▽

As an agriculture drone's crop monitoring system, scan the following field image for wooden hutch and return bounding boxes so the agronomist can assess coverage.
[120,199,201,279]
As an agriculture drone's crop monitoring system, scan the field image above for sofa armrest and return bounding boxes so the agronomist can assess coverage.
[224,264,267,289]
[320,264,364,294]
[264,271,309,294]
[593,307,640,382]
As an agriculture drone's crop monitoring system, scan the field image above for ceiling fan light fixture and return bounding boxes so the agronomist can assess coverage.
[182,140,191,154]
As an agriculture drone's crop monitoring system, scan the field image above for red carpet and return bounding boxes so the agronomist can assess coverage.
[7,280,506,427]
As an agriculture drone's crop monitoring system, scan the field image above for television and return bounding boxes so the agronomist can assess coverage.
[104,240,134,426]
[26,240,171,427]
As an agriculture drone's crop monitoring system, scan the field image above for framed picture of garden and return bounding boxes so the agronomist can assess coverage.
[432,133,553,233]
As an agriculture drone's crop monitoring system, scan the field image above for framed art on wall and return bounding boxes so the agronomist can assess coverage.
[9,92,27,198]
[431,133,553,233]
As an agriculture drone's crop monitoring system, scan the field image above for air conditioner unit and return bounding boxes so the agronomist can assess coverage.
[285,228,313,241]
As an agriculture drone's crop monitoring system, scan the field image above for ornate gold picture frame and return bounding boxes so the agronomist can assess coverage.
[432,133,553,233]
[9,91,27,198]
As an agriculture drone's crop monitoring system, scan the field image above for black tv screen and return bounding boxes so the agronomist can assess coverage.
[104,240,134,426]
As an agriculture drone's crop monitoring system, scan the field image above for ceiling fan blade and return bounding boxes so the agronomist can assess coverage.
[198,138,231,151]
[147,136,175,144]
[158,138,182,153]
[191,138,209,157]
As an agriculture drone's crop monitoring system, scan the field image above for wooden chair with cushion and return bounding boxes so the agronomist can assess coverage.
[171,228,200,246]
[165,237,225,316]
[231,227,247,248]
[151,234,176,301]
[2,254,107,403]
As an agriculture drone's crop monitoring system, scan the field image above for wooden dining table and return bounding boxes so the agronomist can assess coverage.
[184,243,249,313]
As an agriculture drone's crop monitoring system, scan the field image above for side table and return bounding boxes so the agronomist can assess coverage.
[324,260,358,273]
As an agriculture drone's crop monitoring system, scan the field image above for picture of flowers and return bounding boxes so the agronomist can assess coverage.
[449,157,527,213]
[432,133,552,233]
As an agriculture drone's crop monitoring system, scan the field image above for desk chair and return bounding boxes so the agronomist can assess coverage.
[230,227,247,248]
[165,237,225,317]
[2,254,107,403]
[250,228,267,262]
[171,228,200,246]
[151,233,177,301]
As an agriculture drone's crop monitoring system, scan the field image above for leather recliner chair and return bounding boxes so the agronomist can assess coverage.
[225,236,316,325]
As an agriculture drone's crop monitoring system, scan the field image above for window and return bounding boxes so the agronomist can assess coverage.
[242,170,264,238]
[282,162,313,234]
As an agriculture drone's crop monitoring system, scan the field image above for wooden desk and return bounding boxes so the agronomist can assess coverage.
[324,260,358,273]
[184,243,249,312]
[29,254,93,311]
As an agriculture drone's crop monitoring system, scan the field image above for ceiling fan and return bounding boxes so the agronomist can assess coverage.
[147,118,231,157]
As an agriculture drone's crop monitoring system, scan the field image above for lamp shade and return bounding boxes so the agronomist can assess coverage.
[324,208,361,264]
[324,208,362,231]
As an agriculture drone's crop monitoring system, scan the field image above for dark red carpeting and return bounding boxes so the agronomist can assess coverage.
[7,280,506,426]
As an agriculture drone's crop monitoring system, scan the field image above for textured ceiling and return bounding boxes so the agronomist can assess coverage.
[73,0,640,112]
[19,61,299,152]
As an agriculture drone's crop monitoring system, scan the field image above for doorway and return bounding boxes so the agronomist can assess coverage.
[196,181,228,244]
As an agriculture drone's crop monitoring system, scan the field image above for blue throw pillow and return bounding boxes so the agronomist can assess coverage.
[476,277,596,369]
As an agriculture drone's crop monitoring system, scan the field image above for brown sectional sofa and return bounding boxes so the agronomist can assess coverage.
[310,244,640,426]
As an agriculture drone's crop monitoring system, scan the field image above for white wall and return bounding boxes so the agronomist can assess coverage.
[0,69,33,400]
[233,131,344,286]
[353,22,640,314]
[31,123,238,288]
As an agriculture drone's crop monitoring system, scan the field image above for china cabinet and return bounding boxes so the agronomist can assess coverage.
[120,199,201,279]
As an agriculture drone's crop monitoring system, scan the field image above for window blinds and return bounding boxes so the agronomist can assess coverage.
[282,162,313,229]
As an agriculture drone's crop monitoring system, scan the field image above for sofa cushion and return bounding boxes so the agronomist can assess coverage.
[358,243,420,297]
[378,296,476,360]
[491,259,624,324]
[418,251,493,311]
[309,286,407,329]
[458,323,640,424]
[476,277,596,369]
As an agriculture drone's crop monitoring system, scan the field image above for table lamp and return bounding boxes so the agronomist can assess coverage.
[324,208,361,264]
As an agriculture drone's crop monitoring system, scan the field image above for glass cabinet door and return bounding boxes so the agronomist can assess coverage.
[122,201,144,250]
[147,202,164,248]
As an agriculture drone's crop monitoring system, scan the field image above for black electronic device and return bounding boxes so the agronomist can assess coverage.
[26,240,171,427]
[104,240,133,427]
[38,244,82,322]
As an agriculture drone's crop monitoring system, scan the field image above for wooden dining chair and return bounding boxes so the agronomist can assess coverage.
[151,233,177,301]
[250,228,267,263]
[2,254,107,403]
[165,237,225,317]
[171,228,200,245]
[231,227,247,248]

△

What needs to be done: Give the part of the records that opens with the line containing "for sofa cushion" and closes with the line containing "[147,202,164,248]" as a JSON list of strings, one string per line and blank lines left out.

The result:
[
  "As an agriculture drone's crop monitoring system, scan the field image above for sofa cushion and return bounding boxes so the agronomist can assess coverage.",
  "[358,243,420,297]",
  "[378,296,476,360]",
  "[491,259,624,324]",
  "[418,251,493,311]",
  "[309,286,407,329]",
  "[458,323,640,424]",
  "[476,277,596,369]",
  "As an agriculture drone's crop monitoring system, scan the field image above for table lamp and return bounding boxes so the agronomist can assess coverage.",
  "[324,208,361,264]",
  "As an agriculture drone's crop monitoring system, scan the field image above for glass cabinet door and return bounding boxes so the agronomist can assess coverage.",
  "[122,201,144,250]",
  "[147,202,164,248]"
]